_Record extracts_
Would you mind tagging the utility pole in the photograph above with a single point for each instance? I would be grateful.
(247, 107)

---

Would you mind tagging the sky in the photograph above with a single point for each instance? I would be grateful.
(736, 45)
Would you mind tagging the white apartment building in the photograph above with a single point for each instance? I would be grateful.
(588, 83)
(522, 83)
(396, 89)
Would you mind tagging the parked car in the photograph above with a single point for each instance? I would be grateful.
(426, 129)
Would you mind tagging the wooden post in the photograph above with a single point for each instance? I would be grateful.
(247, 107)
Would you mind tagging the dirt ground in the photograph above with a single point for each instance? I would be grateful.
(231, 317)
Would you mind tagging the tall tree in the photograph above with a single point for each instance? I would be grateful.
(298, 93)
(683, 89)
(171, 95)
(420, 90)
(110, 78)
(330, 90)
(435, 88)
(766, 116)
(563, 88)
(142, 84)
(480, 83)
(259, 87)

--

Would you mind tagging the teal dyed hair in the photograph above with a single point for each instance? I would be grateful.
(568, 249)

_Goal_
In the material above, how many lines contain the word 'single', with uppercase and lowercase treated as different? Give only the number.

_Written solution_
8